PREZENTOWANY TEKST:
+++

Jest jeszcze trzecia rzecz, jaką rodzic może zrobić przed posłaniem dziecka do przedszkola. Tym czymś jest dzień adaptacyjny, kiedy to rodzic towarzyszy swojej córce lub synowi w nowej rzeczywistości i tak de facto poznaje ją praktycznie rzecz biorąc, naocznie. Jest to bardzo dobra okazja do tego, by poznać innych rodziców z którymi śmiało można porozmawiać o trapiących Was problemach.
Jak ułatwić dziecku adaptację w przedszkolu?
Kiedy już rodzic stwierdzi, że nie jest tak źle jakby mogło się wydawać albo jak wydawało się na początku, warto pomyśleć o ułatwieniu adaptacji w nowym miejscu, w nowej rzeczywistości, naszemu dzieciątku.
- Mów często o przedszkolu. Mów swojemu maluchowi co go tam czeka. Opowiadaj o tamtejszej rzeczywistości, która wcale nie jest aż tak bardzo przerażająca. Opowiedz mu też o tym, co będzie robił podczas dnia spędzanego poza domem. Cokolwiek wpadnie Ci do głowy odnośnie przedszkolnej wizji przyszłości Twojego dziecka, mów o tym często, ale z umiarem. Niech to NIE BĘDZIE jedyny i przewodni temat Waszych rozmów, bo nie chodzi o to aby malucha przestraszyć.

+++

REKORDY:

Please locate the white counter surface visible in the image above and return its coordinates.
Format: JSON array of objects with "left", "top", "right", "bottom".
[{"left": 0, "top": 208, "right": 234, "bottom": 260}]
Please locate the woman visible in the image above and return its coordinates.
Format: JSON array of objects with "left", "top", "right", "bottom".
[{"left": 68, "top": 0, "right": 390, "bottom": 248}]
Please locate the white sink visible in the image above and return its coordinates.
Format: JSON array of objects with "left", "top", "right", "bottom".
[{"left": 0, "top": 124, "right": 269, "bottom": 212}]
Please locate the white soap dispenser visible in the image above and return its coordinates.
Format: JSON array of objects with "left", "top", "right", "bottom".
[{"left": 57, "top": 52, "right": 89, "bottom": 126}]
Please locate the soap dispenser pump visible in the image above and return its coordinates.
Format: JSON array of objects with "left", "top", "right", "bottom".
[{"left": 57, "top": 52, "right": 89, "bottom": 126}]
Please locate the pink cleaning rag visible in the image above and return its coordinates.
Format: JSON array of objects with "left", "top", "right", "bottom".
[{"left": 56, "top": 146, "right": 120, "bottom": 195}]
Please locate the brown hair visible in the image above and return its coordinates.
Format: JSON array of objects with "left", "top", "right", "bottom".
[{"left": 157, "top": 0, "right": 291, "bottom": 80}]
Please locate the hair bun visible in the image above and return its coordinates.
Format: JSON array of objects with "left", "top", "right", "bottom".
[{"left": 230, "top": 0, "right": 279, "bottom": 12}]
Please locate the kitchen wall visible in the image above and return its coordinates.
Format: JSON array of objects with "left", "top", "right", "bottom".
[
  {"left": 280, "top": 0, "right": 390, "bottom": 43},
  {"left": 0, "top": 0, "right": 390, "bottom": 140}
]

+++

ZADANIA:
a – Przepisz bez zmian fragment tekstu o adaptacji dziecka w przedszkolu, który zaczyna się od słów „Kiedy już rodzic” i kończy na słowach „aby malucha przestraszyć.”, wliczając oba te miejsca.
b – Odpowiedz krótko na pytania do tekstu o adaptacji dziecka w przedszkolu:
(i) Czym jest trzecia rzecz, którą rodzic może zrobić przed posłaniem dziecka do przedszkola?
(ii) Z kim podczas tej okazji można porozmawiać o trapiących problemach?
(iii) Czym według tekstu nie powinien być temat przedszkola w rozmowach z maluchem?
c – Oceń, czy poniższe stwierdzenia zgadzają się z tekstem o adaptacji dziecka w przedszkolu. Przy każdym odpowiedz „tak” lub „nie” i przytocz rozstrzygające słowa tekstu.
(i) W dniu adaptacyjnym rodzic towarzyszy dziecku w nowym miejscu.
(ii) Tekst zaleca, by o przedszkolu rozmawiać z dzieckiem rzadko.
(iii) Tekst przedstawia przedszkolną rzeczywistość jako bardzo przerażającą.

ROZWIĄZANIA:
a –
Kiedy już rodzic stwierdzi, że nie jest tak źle jakby mogło się wydawać albo jak wydawało się na początku, warto pomyśleć o ułatwieniu adaptacji w nowym miejscu, w nowej rzeczywistości, naszemu dzieciątku.
- Mów często o przedszkolu. Mów swojemu maluchowi co go tam czeka. Opowiadaj o tamtejszej rzeczywistości, która wcale nie jest aż tak bardzo przerażająca. Opowiedz mu też o tym, co będzie robił podczas dnia spędzanego poza domem. Cokolwiek wpadnie Ci do głowy odnośnie przedszkolnej wizji przyszłości Twojego dziecka, mów o tym często, ale z umiarem. Niech to NIE BĘDZIE jedyny i przewodni temat Waszych rozmów, bo nie chodzi o to aby malucha przestraszyć.

b –
(i) Jest to dzień adaptacyjny.
(ii) Można porozmawiać z innymi rodzicami.
(iii) Nie powinien być jedynym i przewodnim tematem rozmów.

c –
(i) Tak. Tekst mówi: „rodzic towarzyszy swojej córce lub synowi w nowej rzeczywistości”.
(ii) Nie. Tekst mówi: „mów o tym często, ale z umiarem”.
(iii) Nie. Tekst mówi: „która wcale nie jest aż tak bardzo przerażająca”.